━━━ MATERIAL FOR THIS EXERCISE ━━━
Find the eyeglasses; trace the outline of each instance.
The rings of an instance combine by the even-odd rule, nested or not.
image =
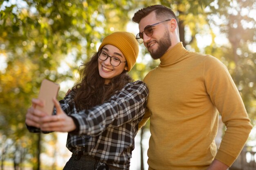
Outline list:
[[[144,31],[142,33],[139,33],[136,35],[136,39],[139,43],[141,44],[143,42],[143,32],[147,35],[147,36],[150,37],[153,35],[153,26],[155,26],[157,24],[165,22],[166,21],[170,21],[171,19],[165,20],[161,22],[157,22],[151,25],[147,25],[144,28]]]
[[[115,56],[110,56],[107,52],[101,50],[99,53],[99,58],[102,61],[105,61],[108,58],[110,57],[110,62],[111,65],[114,67],[117,67],[121,63],[126,63],[127,61],[121,61],[117,57]]]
━━━
WHAT THE EXERCISE ASKS: Put every line of the records above into a JSON list of strings, one string per line, with blank lines left out. Leave the pictures out of the list.

RESULT OF THE EXERCISE:
[
  "Find the eyeglasses; trace the outline of each instance.",
  "The rings of an instance combine by the even-odd rule, nested or not.",
  "image =",
  "Outline list:",
  "[[[144,31],[142,33],[139,33],[136,35],[136,39],[139,43],[141,44],[143,42],[143,32],[147,35],[147,36],[150,37],[153,35],[153,26],[155,26],[157,24],[165,22],[166,21],[170,21],[171,19],[165,20],[161,22],[157,22],[151,25],[147,25],[144,28]]]",
  "[[[115,56],[110,56],[107,52],[101,50],[99,53],[99,58],[102,61],[105,61],[108,58],[110,57],[110,62],[111,65],[114,67],[117,67],[121,63],[126,63],[127,61],[121,61],[117,57]]]"
]